Aim of the exercise —
Reproduce precisely the lines between the start of the data below and the line with "positive clicks: (325, 212) (349, 299)", both included.

Source data —
-- Opening Marker --

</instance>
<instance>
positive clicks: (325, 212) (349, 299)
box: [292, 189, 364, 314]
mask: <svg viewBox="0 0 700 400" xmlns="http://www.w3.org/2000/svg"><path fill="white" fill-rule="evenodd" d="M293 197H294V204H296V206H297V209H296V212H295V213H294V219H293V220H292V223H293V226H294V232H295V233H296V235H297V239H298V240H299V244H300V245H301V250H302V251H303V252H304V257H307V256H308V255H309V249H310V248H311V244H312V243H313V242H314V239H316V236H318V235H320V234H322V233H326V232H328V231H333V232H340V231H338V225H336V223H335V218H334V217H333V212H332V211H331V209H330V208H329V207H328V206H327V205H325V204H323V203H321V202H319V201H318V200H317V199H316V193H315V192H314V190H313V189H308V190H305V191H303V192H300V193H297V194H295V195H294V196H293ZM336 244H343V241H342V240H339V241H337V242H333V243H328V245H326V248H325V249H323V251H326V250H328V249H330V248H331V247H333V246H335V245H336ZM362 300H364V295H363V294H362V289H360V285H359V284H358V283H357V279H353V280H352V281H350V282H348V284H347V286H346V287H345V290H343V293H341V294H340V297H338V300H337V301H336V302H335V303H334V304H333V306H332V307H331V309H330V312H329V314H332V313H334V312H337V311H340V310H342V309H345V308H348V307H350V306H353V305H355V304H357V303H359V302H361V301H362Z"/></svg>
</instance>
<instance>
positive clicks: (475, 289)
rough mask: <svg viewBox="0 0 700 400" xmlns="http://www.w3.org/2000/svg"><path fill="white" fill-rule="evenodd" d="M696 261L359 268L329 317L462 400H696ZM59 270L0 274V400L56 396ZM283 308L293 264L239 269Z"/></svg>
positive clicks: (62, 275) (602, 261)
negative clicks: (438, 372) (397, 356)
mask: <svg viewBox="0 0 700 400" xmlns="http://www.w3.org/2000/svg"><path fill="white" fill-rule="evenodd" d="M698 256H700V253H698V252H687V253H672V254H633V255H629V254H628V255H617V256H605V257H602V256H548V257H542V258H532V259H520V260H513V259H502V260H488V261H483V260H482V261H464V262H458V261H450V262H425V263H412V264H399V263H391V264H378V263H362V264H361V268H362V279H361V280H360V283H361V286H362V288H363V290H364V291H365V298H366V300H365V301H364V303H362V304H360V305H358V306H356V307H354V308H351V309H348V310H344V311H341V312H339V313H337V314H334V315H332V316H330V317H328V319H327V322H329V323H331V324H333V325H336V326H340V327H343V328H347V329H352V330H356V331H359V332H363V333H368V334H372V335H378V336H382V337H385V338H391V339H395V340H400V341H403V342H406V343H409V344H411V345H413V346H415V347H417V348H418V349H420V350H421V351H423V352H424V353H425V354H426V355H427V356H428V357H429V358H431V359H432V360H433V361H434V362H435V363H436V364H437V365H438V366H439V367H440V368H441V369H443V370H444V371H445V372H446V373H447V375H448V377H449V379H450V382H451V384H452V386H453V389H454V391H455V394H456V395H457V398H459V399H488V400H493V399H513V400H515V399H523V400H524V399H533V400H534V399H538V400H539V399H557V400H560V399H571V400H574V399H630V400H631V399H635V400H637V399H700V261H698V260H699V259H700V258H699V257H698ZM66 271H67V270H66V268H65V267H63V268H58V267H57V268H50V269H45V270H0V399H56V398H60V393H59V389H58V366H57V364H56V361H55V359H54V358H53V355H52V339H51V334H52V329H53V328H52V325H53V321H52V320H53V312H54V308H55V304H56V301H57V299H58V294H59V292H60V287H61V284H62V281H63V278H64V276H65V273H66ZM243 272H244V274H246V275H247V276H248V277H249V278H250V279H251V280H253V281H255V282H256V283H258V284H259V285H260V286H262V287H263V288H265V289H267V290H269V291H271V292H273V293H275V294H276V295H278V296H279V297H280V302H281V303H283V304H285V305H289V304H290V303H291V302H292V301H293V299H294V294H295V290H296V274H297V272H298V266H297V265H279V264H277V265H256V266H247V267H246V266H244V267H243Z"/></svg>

-- Closing Marker --

Output for this exercise —
</instance>
<instance>
positive clicks: (325, 212) (349, 299)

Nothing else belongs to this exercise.